- Task prompt
Translate this sentence from the resolutions text into Spanish: "This Conference affirms the principle of 'subsidiarity,' articulated in Chapter 4, The Virginia Report, which provides that 'a central authority should have a subsidiary function, performing only those tasks which cannot be performed at a more immediate or local level', provided that these tasks can be adequately performed at such levels."

- Text section
Segment Open

SECTION III RESOLUTIONS
'Called to be a faithful Church in a plural world'


Resolution III.1
The Bible


This Conference, recognising the need in our Communion for fuller agreement on how to interpret and apply the message of the Bible in a world of rapid change and widespread cultural interaction,

  1. reaffirms the primary authority of the Scriptures, according to their testimony and supported by our own historic formularies;
  2. urges that the Biblical text should be handled respectfully, coherently, and consistently, building upon our best traditions and scholarship believing that the Scriptural revelation must continue to illuminate, challenge and transform cultures, structures, and ways of thinking, especially those that predominate today;
  3. invites our provinces, as we open ourselves afresh to a vision of a Church full of the Word and full of the Spirit, to promote at every level biblical study programmes which can inform and nourish the life of dioceses, congregations, seminaries, communities, and members of all ages.

Resolution III.2
The Unity of the Anglican Communion


This Conference, committed to maintaining the overall unity of the Anglican Communion, including the unity of each diocese under the jurisdiction of the diocesan bishop,

  1. believes such unity is essential to the overall effectiveness of the Church's mission to bring the Gospel of Christ to all people;
  2. for the purpose of maintaining this unity, calls upon the provinces of the Communion to uphold the principle of 'Open Reception' as it relates to the ordination of women to the priesthood as indicated by the Eames Commission; noting that "reception is a long and spiritual process.” (Grindrod Report);
  3. in particular calls upon the provinces of the Communion to affirm that those who dissent from, as well as those who assent to, the ordination of women to the priesthood and episcopate are both loyal Anglicans;
  4. therefore calls upon the Provinces of the Communion to make such provision, including appropriate episcopal ministry, as will enable them to live in the highest degree of Communion possible, recognising that there is and should be no compulsion on any bishop in matters concerning ordination or licensing;
  5. also affirms that "although some of the means by which communion is expressed may be strained or broken, there is a need for courtesy, tolerance, mutual respect, and prayer for one another, and we confirm that our desire to know or be with one another, remains binding on us as Christians”. (Eames, p.119).

Resolution III.3
Subsidiarity


This Conference affirms the principle of "subsidiarity,” articulated in Chapter 4, The Virginia Report, which provides that "a central authority should have a subsidiary function, performing only those tasks which cannot be performed at a more immediate or local level”, provided that these tasks can be adequately performed at such levels.

Segment Closed

- Recorded information

Segment Open

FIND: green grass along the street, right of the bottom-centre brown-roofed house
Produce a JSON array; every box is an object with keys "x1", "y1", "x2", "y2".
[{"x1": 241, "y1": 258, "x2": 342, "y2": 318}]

Segment Closed

- Solution for this exercise
Esta Conferencia afirma el principio de «subsidiariedad», formulado en el capítulo 4 del Informe Virginia (The Virginia Report), según el cual «una autoridad central debe tener una función subsidiaria y realizar solo aquellas tareas que no puedan realizarse en un nivel más inmediato o local», siempre que dichas tareas puedan realizarse adecuadamente en tales niveles.